Complete the following —
1 > In the CARES grant post, who is named as the MAC media spokesman?
2 > Carry on the CARES grant post from the point where it ends.

Provided passage —
= Beginning of Section =
CARES Grant $ for COVID-19 Study



"Senior leadership of the MAC" as the MAC media spokesman, Pat Hogan, calls them, reversed course or never intended to discuss operational details or environmental impacts matters with SMAAC --or with other organized noise and pollution from overflights protestors.

That is the State government's and the general public's loss because truly important observations, facts, Reports and ideas are often overlooked or rejected for not coinciding with the airline-aviation industry's wants or demands. Anyway, MAC and Met Council appointments were not the first to be considered by Governor Walz, who knew of SMAAC from the House Transportation Committee and that we had rated 5CD candidates in the 2018 election.

As our concern this year is how well and how fairly will MSP restore air service in the "economic recovery." Chair King met with me just after he was elevated to MAC Chair in the context that most existing plans for MSP after the CRO/max hourly rate safety order was digested were upset by the virus. "Everyone" was concerned about pubic health workers, essential services jobs and if the economic costs expected could be controlled.MSP applied for a CRAES Act Grant and $125 million was alloted in April.

I said that there were winner and loser airports and airlines after 9/11 and after the recession and that the recent CRO Safety Order made a "V-shaped" recovery of air services passenger counts at both MSP and across the Nation was not likely based on history. And I said, public health and safety and environmental protection (continued global warming) from overflights and MSP operations is a high unknown cost and who avoids or pays for that cost is an unanswered but extremely important question affecting Metro economic recovery and future growth.
= End of Section =
Dataset —
= Beginning of Section =
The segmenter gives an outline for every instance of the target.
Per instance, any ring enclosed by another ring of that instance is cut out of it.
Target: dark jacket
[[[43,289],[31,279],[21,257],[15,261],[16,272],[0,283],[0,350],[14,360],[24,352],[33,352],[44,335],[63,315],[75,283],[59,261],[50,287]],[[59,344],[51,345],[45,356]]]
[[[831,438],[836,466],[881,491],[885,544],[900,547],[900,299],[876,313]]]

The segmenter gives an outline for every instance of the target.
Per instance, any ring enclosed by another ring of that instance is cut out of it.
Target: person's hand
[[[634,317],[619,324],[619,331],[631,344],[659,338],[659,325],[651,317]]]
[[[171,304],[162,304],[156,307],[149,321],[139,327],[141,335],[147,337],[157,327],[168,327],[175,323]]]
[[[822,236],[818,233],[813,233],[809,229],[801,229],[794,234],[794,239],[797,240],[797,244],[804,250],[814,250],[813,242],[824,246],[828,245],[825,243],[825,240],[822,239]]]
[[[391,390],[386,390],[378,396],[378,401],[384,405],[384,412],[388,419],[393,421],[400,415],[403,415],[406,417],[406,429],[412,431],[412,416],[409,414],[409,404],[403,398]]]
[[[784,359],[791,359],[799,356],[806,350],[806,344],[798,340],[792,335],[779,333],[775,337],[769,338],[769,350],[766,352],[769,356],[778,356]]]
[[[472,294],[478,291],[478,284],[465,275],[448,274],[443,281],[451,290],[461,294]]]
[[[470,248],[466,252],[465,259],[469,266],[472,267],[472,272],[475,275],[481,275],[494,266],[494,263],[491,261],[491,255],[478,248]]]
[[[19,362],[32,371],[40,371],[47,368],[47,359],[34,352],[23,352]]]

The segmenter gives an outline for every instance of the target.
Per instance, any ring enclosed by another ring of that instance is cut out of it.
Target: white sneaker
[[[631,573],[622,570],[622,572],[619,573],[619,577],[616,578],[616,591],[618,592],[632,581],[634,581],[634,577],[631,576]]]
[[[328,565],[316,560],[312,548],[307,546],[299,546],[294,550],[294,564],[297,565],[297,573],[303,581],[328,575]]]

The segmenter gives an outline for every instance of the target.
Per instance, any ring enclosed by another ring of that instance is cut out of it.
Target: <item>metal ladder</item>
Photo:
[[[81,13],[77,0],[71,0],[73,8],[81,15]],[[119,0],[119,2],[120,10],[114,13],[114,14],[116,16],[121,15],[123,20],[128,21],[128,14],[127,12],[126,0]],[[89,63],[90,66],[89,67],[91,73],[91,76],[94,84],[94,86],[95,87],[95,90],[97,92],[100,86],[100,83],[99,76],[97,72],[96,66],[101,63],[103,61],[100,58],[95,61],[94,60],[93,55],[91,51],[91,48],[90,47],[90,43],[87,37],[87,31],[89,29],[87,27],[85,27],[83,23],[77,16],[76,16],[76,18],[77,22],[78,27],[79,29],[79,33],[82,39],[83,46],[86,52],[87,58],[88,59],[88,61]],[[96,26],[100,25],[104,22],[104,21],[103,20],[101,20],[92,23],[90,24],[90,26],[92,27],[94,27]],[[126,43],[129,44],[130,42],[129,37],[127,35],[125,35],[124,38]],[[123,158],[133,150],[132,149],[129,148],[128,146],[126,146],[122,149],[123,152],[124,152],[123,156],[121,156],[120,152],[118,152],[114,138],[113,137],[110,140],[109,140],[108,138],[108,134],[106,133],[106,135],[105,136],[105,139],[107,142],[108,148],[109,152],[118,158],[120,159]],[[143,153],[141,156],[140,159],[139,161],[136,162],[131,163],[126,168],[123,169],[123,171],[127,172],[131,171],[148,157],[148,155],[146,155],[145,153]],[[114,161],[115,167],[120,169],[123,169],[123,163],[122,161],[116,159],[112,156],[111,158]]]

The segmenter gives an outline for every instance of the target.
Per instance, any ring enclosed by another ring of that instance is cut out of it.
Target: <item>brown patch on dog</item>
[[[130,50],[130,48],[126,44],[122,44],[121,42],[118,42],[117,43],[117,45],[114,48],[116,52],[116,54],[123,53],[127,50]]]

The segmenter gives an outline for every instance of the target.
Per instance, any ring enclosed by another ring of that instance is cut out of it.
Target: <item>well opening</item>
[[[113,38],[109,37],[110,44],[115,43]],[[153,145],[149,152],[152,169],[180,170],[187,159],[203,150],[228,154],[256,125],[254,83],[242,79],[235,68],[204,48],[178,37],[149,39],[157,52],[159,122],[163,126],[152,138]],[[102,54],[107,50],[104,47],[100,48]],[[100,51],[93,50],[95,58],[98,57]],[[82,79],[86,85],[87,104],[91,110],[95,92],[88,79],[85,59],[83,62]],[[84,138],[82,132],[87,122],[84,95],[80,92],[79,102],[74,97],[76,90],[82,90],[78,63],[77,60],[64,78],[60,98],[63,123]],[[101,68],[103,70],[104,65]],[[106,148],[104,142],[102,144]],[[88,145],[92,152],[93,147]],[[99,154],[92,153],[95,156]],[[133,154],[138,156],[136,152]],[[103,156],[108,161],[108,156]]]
= End of Section =
Answers to the problems —
1 > Pat Hogan

2 >
SMAAC's suggestion to "quantify the TC Metro part of the high unknown cost" (using a small part of the 2020 CARES Act grant) seemed well received in September: Thank you emails from Chair King and OFA Chair Monaco. Director Ryks asking CFO Saeed to contact SMAAC, and mention in two news articles the next day.

As a courtesy, I copied Hogan and King on a message answering one reporters question and they messaged back; King said the CFO was too busy to keep his commitment to call us back; Hogan said I had "given incorrect information" to the reporter "as usual" including a well-established mention that new (2010-2011) routes --turning North departing MSP Runway 30R --passing over South Minneapolis now for 8 years or more and exposing residents and workers to new noise and pollution (almost exactly the conditions warned about as health risks by the 2010 WHO Warning). Hogan, I think, was misinformed by a MAC employee who may have misunderstood the question as about current operations so intent to defame was arguably missing; the "as usual" part, not so much.